───── The data

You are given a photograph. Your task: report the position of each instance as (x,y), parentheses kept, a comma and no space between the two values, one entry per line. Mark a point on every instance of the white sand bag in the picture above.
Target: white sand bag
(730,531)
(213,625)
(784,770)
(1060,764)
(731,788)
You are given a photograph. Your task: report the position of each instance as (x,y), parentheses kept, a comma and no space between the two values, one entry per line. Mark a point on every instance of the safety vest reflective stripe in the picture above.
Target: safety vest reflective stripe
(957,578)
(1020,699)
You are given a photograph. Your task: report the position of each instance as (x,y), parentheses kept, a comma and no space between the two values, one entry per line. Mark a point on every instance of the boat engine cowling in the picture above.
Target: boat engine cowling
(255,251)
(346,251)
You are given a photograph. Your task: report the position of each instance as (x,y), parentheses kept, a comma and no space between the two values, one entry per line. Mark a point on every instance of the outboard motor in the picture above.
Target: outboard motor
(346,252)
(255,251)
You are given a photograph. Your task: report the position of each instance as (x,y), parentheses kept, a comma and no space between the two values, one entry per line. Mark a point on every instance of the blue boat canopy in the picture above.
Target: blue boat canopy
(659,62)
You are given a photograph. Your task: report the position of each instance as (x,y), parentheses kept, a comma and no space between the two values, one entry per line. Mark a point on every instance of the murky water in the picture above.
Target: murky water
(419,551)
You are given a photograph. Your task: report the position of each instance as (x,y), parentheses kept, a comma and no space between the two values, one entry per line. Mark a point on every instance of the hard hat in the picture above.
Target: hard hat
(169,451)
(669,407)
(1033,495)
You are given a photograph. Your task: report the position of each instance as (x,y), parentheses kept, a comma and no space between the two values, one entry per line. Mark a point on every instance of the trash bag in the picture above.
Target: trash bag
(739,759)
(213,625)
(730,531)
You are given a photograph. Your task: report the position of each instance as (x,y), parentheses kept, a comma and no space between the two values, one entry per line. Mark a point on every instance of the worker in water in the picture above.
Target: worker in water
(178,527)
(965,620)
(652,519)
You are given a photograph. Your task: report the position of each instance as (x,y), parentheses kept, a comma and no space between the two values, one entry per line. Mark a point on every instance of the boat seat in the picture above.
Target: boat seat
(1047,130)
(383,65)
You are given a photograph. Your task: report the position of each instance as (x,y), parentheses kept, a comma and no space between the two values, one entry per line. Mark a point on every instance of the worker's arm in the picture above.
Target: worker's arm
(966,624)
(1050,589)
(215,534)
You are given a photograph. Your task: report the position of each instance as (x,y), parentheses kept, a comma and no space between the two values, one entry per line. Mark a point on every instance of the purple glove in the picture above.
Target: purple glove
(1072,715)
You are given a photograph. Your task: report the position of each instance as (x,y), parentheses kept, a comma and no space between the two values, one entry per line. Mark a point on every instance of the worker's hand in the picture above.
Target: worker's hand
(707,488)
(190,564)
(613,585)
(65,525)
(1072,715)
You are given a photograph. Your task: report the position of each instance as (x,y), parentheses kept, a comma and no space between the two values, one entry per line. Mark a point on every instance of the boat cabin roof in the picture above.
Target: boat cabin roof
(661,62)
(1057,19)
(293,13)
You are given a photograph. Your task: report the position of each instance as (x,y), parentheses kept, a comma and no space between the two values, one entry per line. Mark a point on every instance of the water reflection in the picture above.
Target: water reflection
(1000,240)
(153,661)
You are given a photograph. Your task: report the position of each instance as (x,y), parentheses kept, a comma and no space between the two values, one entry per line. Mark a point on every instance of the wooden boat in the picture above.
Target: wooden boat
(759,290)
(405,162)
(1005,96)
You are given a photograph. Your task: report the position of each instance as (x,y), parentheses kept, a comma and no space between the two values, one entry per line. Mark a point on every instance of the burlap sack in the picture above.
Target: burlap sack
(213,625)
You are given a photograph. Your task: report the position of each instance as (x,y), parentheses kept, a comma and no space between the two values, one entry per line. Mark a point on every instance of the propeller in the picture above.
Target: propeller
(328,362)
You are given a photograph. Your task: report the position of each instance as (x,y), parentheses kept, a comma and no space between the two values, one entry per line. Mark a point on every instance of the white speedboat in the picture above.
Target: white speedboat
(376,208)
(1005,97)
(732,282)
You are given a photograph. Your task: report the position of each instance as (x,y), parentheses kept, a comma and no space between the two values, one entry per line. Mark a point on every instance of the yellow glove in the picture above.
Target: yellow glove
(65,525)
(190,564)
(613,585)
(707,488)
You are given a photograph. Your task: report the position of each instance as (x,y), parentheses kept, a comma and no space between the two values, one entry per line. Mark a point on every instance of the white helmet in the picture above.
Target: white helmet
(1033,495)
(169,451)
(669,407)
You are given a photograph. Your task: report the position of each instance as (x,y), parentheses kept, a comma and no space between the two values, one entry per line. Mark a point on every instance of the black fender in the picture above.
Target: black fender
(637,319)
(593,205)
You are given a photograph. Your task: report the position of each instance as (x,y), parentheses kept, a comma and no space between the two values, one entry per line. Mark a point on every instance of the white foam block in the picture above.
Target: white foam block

──────────

Instructions for the task: The entries above, copied exactly, form the whole answer.

Solved exercise:
You are given a photograph. Your task: report the position of each instance as (x,y), parentheses kept, a comma and no space between the two values, one entry per line. Mark a point on every instance of the white sand bag in the picture above.
Target: white sand bag
(730,531)
(213,625)
(784,770)
(1060,764)
(731,788)
You are given a photograph. Your task: report the position of each instance as (x,y), parentheses kept, a comma and no space between the two values, one entry per line. Mark a point on every instance of the safety vest reflective stripe in the picture above.
Target: safety vest reflective stripe
(957,578)
(1020,699)
You are given a photograph. Your task: report the position of each instance as (x,y), parentheses kept, a comma and no space between the two values, one entry per line. Mark a point on every instance of the boat engine cowling in the picture above.
Target: boat engine cowling
(255,251)
(346,251)
You are given a photograph. Your task: report the position of each instance as (x,y), parentheses kept, a comma and no space between the two values, one entry per line. Mark a point on every instance of the outboard motor in the picture above.
Target: outboard motor
(346,252)
(255,251)
You are given a photograph. Your task: report the position of each instance as (x,y), parentheses kept, a comma and no space between the two values, one entry per line. Mark a point on every instance of the blue boat canopy in the picture above.
Target: blue boat canopy
(659,62)
You are given a photograph. Your task: report the position of each instance as (x,y), parentheses kept, a comma and no space between the two values, one entry per line. Mark a point on every instance of the murky water in the picture above.
Target: murky water
(419,551)
You are given a photograph. Your task: report the position of each instance as (x,y), parentheses kept, a comma and no space between the two values, one entry per line. Mark a point on every instance of the hard hat in the picture above.
Target: hard hat
(169,451)
(669,407)
(1033,495)
You are given a photograph. Your task: report the position of each instance as (x,y), parentheses kept, a comma and no space between the two values, one entry per line. Mark a point on every instance of the trash bag in the picture above.
Target: trash bag
(739,759)
(213,625)
(730,531)
You are given a photograph. Your task: report the position of each instance as (x,y), parentheses kept, a comma and no space between the two values, one entry per line. Mark a point on every instance of the worker in water in the picture above.
Target: worker in water
(178,527)
(965,620)
(652,519)
You are given a photograph. Your task: report the position of each instance as (x,y), parentheses kept, a comma and no space between the two values, one entry per line. Mark a point on every instance of the boat seat in the picture above.
Target: boat seat
(1047,130)
(383,65)
You are given a photograph. Your task: report the position of each instance as (x,y), parentheses kept, a comma and no space between the two values, one entry per line. Mark a point on every instance of the worker's arm in the picture above.
Target: worker's arm
(966,624)
(1050,589)
(215,534)
You are given a photograph. Your task: report the position of each instance as (x,y), parentheses kept, a comma and no space between the two values, one entry per line. Mark a point on every instance of the purple glove in the picture above.
Target: purple glove
(1072,715)
You are given a photograph. Your task: report the position of each instance as (x,y), parentheses kept, a comma and no space between the two values, one entry per line. Mark a point on every instance of the worker's hand in the picture above.
Target: worker's hand
(707,488)
(190,564)
(613,585)
(65,525)
(1072,715)
You are given a photograph. Your task: report the position of each instance as (x,y), parentheses kept, a comma and no space between the two values, one entry per line. Mark a point on every instance of the boat cabin roof in the picture above.
Target: boat cabin roof
(661,62)
(1057,19)
(293,13)
You are given a photograph. Your task: report the position of each instance as (x,y), parentheses kept, a comma and no space between the two values, one entry per line. Mark a point on every instance of the water reflection in the picture above.
Target: water reflection
(1000,240)
(153,661)
You are given a photograph. Your task: report the position of each instance as (x,y), parentheses kept, a comma and no space between the two values, one entry per line. Mark a point on every instance of the wooden boat in the picture above.
Target: wooden boat
(759,290)
(405,162)
(1005,96)
You are given a photograph. Your task: report the position of each instance as (x,y), parentheses kept, a comma and no space between the two values, one entry per line. Mark a point on every instance of the burlap sack in the picture above.
Target: burlap sack
(213,625)
You are given a photograph. Your task: report the position of each instance as (x,y), parentheses kept, a comma and no space between the two values, one entry per line. Mark a point on every instance of the propeller in the picture above.
Target: propeller
(328,362)
You are given a photograph. Your task: report the position of each instance as (x,y), parentheses kept, a comma and no space between the two values, one entry per line. Mark a point on every instance of the white speedboat in the picture above.
Target: white speedboat
(376,208)
(1005,97)
(732,282)
You are given a photograph. Your task: report the position of each instance as (x,y), parentheses kept, a comma and no space between the two values, one entry per line. Mark a point on every instance of the yellow glove in the picture above.
Target: yellow glove
(65,525)
(190,564)
(613,585)
(707,488)
You are given a photograph. Your task: report the position of each instance as (x,y), parentheses kept, a comma and no space between the two values, one entry per line. Mark a point on every instance of the white helmet in the picture above.
Target: white helmet
(1033,495)
(169,451)
(669,407)
You are given a photograph. Your task: report the position of each instance as (x,y), parentheses kept, a comma and no space between the two values, one entry per line. Mark a point on every instance of the black fender in the picture above.
Target: black fender
(637,319)
(593,205)
You are given a photograph. Your task: report the position of each instance as (x,y), parentheses kept, a comma and no space between the two values, one entry per line. Mark a point on every instance of the white foam block in the picture above.
Target: white foam block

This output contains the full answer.